Selected passage.
"""

Basketball is a sport played both indoors and outdoors in Australia. Basketball is the number two sport globally with over 200 countries participating and over 450 million players. According to research by Sweeney Sports, one in three Australians has an interest in basketball. Furthermore, basketball is played by approximately one million men, women, boys, and girls throughout Australia. According to Basketball Australia, as of March 2014, basketball is the second highest team participation sport in Australia.

Basketball in Australia experienced a golden age in the mid-1980s to the mid-1990s, during which the National Basketball League saw its halcyon days. However, its popularity, media attention, attendance, and corporate support deteriorated during the 2000s. Despite this, figures released by the Australian Sports Commission's Exercise, Recreation and Sport Survey in 2010 showed that basketball was the most popular sport played in the state of Victoria.

History
The first press reference to a game of basketball in Australia is from The Adelaide Advertiser. The paper reported on Wednesday 17 February 1897 that the following Tuesday at the opening of Our Boys Institute, said to be the largest gymnasium in the colonies, OBI would play YMCA in the first exhibition of basketball in South Australia. There is no evidence of any game being played earlier elsewhere, thus the first game of basketball was played in Australia on Tuesday 23 February 1897.  The game occurred six years after the invention of the sport on 21 December 1891 by Canadian James Naismith, a physical education professor and instructor at the International Young Men's Christian Association Training School (YMCA) in Springfield, Massachusetts. OBI and the YMCA continued to be at the forefront of the development of Adelaide basketball. More than 120 years later, basketball is one of the most popular participation sports in the country.

"""

What to do.
1. According to the passage on basketball in Australia, on what date was the first game of basketball played in Australia?
2. Does each of these statements agree with the passage on basketball in Australia? Answer yes or no for each, and quote the deciding words from the passage.
(a) Basketball was invented on 21 December 1891.
(b) The Adelaide Advertiser's report on the first exhibition game appeared on a Tuesday.
(c) In 2010, basketball was the most popular sport played in Victoria.
3. Which specific years does the passage on basketball in Australia give as four-digit numbers? List each year once, and leave out decades such as the 1980s.

Given data.
"""

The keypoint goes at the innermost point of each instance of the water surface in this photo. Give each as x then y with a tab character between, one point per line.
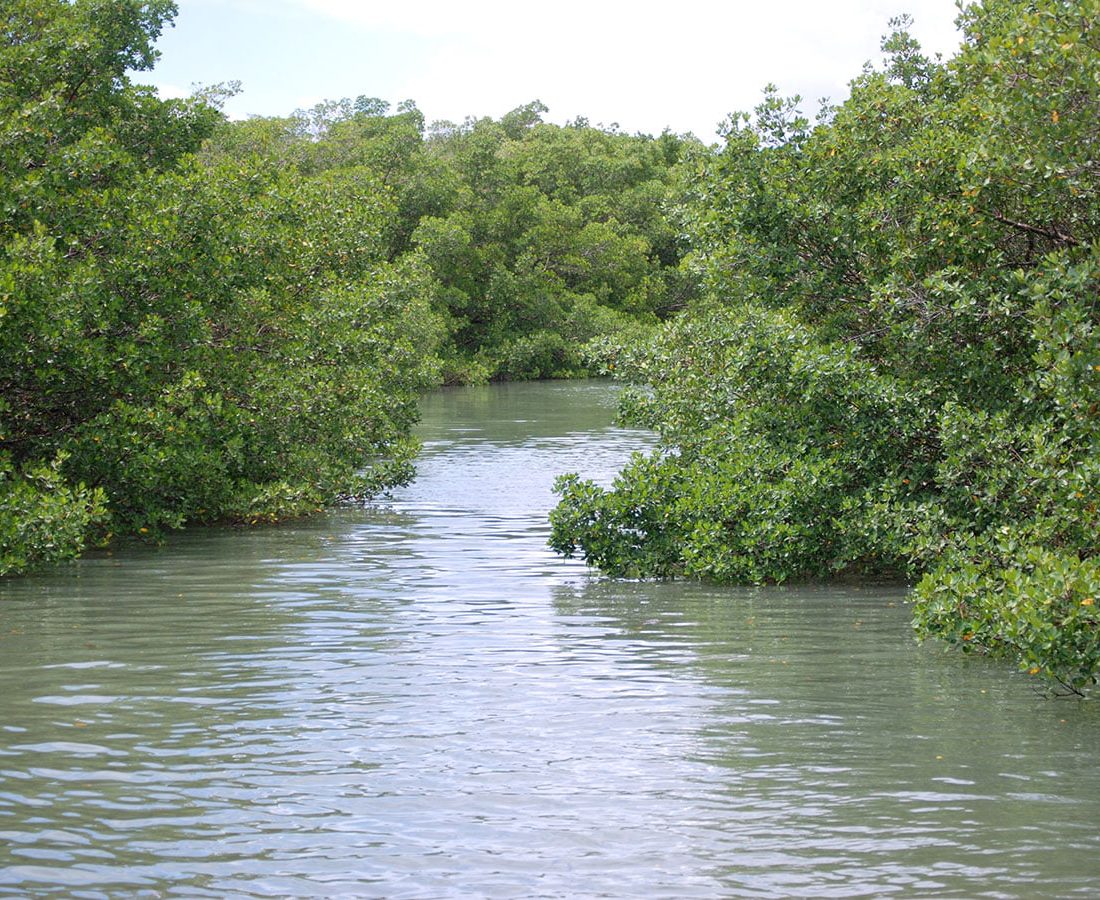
417	699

"""

Results of the exercise.
1. Tuesday 23 February 1897.

2.
(a) Yes: "the invention of the sport on 21 December 1891 by Canadian James Naismith"
(b) No: "The paper reported on Wednesday 17 February 1897"
(c) Yes: "basketball was the most popular sport played in the state of Victoria"

3. 2014, 2010, 1897, 1891